→ **REQUIRED ACTION**: In the entries below, spot each line with the word "woman" and copy it.

→ **Saved entries**:
* * * * * * *
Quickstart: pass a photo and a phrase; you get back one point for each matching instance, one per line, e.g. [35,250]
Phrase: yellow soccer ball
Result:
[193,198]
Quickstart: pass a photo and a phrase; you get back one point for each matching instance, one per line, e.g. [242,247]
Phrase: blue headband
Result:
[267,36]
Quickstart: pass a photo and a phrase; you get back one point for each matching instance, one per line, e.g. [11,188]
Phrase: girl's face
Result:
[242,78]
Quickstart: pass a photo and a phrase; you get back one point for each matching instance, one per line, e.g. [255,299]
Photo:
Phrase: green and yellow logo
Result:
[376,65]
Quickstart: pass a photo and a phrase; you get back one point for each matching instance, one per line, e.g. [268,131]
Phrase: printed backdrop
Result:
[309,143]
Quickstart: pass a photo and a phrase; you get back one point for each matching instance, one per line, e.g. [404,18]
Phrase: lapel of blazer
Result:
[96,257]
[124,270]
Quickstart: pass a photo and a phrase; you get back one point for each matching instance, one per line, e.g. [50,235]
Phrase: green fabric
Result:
* * * * * * *
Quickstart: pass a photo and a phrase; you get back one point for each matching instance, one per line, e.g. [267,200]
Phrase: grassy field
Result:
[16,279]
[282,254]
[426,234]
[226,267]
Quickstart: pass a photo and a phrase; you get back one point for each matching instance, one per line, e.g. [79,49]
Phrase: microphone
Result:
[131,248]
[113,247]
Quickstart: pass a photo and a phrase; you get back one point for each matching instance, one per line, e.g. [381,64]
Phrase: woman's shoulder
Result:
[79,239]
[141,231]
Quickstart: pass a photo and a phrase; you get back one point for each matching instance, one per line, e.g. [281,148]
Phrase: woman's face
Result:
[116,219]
* * * * * * *
→ **ANSWER**:
Phrase: woman's shoulder
Phrase: woman's face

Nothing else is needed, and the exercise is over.